Which lines in the entries below contain the string "hood"? List every such line, treating uppercase and lowercase as different.

Coordinate annotation records
===

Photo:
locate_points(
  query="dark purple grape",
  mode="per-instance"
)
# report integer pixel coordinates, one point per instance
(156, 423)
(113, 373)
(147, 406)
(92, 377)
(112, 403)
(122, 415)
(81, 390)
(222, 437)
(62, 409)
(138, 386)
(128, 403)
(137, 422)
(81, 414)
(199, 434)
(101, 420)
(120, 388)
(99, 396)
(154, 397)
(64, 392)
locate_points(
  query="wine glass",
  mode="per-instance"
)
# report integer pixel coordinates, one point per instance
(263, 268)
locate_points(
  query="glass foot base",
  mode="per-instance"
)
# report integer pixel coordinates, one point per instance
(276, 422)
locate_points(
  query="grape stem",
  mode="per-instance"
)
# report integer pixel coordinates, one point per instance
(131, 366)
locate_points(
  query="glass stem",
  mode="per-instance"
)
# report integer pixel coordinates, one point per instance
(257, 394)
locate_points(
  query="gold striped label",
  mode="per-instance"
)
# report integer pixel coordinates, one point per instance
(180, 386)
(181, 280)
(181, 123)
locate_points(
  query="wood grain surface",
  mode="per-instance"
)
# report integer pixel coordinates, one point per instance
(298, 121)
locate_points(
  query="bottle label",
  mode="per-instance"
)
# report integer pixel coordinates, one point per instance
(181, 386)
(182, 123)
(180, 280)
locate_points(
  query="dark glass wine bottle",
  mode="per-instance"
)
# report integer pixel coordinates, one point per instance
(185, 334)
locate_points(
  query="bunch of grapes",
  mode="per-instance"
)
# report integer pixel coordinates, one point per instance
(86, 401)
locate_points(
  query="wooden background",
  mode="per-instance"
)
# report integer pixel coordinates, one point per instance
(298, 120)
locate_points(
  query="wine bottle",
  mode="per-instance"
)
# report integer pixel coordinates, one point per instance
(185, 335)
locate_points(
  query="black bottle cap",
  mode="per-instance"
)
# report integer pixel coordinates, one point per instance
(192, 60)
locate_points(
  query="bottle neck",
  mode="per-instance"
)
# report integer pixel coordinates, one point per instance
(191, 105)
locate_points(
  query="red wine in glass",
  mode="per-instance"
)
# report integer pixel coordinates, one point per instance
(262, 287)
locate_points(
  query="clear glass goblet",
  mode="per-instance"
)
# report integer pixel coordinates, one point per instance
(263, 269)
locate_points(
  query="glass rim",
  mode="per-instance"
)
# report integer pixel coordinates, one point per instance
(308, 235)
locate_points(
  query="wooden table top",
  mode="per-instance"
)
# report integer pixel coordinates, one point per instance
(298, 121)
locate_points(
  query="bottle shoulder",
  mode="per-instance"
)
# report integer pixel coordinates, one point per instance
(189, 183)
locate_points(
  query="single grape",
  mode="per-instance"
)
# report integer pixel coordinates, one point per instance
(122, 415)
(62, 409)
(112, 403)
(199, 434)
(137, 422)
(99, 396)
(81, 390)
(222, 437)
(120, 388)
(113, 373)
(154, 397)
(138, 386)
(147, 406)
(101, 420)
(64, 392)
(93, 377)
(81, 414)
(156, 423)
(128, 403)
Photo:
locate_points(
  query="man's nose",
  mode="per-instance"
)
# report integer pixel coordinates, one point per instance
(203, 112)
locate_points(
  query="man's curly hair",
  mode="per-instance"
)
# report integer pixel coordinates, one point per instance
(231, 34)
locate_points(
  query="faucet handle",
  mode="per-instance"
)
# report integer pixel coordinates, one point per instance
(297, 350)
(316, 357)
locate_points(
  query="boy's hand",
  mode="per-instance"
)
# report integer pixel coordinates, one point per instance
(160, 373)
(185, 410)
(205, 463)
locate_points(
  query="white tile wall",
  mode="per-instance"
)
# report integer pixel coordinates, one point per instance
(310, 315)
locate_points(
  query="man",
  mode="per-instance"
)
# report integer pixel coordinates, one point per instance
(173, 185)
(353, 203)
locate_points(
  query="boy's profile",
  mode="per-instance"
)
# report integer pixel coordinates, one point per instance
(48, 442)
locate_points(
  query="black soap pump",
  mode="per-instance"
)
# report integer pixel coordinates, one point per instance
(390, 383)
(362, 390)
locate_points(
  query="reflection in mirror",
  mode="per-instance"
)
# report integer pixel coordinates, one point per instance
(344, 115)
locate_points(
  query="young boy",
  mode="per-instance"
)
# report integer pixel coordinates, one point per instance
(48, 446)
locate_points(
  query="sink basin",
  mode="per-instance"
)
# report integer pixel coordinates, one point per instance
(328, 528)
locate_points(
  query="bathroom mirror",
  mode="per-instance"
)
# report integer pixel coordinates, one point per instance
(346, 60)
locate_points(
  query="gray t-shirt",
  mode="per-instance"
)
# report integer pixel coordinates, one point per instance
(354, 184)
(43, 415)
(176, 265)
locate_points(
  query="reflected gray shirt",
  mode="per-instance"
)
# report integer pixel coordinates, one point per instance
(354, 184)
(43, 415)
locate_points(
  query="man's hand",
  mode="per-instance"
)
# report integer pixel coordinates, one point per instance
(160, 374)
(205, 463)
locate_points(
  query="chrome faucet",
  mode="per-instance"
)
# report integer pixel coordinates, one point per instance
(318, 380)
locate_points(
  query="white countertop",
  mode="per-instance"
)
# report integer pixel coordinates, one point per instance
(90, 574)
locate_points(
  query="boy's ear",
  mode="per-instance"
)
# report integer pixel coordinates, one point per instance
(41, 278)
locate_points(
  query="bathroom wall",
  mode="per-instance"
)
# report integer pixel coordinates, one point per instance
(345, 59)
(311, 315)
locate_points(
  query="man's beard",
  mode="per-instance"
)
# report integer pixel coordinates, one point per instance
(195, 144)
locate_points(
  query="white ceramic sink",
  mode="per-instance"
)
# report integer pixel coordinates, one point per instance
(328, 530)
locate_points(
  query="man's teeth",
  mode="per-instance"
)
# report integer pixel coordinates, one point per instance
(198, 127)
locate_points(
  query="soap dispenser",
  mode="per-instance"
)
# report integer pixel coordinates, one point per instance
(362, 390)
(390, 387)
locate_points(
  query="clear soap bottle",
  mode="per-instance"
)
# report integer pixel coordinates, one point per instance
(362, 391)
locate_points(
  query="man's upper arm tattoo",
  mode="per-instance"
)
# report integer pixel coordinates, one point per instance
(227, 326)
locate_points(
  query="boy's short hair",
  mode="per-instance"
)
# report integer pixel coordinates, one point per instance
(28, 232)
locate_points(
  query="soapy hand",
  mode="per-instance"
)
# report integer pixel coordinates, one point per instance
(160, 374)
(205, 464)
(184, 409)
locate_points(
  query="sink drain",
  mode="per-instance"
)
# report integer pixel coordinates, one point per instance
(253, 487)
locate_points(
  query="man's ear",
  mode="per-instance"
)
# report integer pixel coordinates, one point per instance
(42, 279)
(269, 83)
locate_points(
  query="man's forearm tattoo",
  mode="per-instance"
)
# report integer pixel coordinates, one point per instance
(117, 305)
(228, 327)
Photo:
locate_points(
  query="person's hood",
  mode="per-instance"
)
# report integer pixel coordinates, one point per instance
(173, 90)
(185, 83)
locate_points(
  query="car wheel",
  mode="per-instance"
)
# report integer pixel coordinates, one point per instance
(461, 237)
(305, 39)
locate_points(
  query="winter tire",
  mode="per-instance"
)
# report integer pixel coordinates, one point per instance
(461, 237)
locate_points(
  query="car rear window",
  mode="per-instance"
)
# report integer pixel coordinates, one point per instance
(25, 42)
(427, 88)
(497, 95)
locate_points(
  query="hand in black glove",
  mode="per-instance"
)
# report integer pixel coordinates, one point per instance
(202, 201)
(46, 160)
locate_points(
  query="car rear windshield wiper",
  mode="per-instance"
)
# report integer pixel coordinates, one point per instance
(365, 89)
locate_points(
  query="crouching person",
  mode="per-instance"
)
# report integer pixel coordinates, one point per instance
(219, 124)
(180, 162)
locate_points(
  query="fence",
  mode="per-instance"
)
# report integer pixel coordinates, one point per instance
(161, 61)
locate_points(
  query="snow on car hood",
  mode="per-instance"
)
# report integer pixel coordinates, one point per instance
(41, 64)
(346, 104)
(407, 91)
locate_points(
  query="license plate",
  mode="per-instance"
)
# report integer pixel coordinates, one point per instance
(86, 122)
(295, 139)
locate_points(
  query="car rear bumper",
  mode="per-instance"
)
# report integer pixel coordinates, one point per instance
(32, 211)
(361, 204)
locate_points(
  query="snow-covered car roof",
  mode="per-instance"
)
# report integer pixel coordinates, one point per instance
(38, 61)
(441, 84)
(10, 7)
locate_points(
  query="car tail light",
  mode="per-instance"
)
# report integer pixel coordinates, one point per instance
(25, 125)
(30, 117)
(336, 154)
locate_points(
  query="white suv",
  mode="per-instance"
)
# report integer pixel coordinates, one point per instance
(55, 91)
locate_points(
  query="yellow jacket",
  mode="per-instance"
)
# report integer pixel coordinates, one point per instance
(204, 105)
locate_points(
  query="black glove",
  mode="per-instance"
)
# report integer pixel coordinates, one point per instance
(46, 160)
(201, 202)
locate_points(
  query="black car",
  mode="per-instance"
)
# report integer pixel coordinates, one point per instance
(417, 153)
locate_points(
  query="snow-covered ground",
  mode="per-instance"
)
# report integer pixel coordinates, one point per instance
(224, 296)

===

FINAL ANSWER:
  query="person's hood",
  query="snow on car hood",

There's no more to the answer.